改写下列记录中从含有“Segment the wooden”的那一行起直至记录末尾的各行（首尾两行均包括在内），只输出这些行，并把其中的“Segment”换成“Locate”，其余内容一律不变。
================================
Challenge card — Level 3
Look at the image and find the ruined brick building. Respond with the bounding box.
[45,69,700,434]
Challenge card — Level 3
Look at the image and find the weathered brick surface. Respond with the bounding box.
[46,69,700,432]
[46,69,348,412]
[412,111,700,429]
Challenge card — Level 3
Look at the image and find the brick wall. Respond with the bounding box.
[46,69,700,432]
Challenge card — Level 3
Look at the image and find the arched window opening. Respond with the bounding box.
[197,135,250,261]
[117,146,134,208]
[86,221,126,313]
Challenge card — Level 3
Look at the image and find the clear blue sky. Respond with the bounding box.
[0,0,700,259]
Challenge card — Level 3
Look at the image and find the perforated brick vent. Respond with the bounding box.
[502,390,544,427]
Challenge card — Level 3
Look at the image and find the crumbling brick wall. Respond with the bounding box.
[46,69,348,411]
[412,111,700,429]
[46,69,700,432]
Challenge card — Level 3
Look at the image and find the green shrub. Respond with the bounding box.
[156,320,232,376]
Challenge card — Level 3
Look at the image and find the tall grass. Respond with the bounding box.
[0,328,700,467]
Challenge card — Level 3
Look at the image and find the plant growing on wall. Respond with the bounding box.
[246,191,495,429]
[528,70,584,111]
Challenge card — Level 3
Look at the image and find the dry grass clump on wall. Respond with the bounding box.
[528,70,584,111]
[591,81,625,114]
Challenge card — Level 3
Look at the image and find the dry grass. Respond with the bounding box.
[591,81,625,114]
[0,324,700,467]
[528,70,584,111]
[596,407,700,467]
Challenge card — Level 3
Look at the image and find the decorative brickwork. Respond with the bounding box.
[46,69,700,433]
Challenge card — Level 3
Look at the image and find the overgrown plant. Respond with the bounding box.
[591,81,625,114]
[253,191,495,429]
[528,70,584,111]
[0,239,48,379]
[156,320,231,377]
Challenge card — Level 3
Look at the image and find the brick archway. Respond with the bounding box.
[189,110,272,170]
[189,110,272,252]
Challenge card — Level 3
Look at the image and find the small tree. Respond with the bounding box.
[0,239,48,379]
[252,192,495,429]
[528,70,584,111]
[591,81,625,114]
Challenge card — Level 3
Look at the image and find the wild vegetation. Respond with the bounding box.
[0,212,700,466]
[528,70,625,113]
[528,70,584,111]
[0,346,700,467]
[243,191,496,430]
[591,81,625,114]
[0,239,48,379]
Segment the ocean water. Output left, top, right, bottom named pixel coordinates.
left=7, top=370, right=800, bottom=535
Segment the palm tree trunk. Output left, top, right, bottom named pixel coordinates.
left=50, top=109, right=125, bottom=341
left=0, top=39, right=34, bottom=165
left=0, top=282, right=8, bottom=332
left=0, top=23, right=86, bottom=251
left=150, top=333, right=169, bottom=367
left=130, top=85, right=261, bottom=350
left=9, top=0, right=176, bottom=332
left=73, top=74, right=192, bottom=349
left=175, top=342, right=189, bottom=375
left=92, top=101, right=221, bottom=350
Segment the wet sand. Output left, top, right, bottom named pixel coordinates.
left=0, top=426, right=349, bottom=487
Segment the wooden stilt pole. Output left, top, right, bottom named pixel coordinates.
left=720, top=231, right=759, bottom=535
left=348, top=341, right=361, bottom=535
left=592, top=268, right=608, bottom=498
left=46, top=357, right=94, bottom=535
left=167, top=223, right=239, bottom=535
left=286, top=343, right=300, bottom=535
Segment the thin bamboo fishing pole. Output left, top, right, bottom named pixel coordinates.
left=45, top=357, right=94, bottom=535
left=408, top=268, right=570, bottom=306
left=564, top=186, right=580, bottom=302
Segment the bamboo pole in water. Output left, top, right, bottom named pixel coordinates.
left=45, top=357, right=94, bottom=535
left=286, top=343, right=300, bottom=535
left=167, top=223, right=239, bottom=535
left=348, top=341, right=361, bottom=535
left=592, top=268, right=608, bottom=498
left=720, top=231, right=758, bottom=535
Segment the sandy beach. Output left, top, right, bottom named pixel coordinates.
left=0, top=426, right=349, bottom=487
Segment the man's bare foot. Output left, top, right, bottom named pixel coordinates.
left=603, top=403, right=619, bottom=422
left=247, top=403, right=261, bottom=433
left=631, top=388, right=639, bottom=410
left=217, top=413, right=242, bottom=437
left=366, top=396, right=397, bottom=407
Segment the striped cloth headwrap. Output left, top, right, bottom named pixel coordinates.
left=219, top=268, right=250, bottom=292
================================
练习结果.
Locate the wooden stilt pole. Output left, top, right, bottom named pixel coordinates.
left=720, top=231, right=759, bottom=535
left=348, top=341, right=361, bottom=535
left=592, top=268, right=608, bottom=498
left=46, top=357, right=94, bottom=535
left=167, top=223, right=239, bottom=535
left=286, top=343, right=300, bottom=535
Locate the thin bamboo fishing pole. Output left, top, right, bottom named pixel coordinates.
left=45, top=357, right=94, bottom=535
left=408, top=268, right=570, bottom=306
left=564, top=186, right=580, bottom=302
Locate the bamboo pole in water. Output left, top, right, bottom named pixel coordinates.
left=45, top=357, right=94, bottom=535
left=286, top=343, right=300, bottom=535
left=167, top=223, right=239, bottom=535
left=348, top=341, right=361, bottom=535
left=592, top=268, right=608, bottom=498
left=720, top=231, right=758, bottom=535
Locate the sandy beach. Output left, top, right, bottom named pixel coordinates.
left=0, top=426, right=349, bottom=487
Locate the man's bare foot. Output left, top, right, bottom named pixel coordinates.
left=603, top=403, right=619, bottom=422
left=247, top=403, right=261, bottom=433
left=631, top=388, right=639, bottom=410
left=217, top=413, right=242, bottom=437
left=366, top=396, right=397, bottom=407
Locate the striped cloth headwrap. Output left, top, right, bottom named pixel coordinates.
left=219, top=268, right=250, bottom=292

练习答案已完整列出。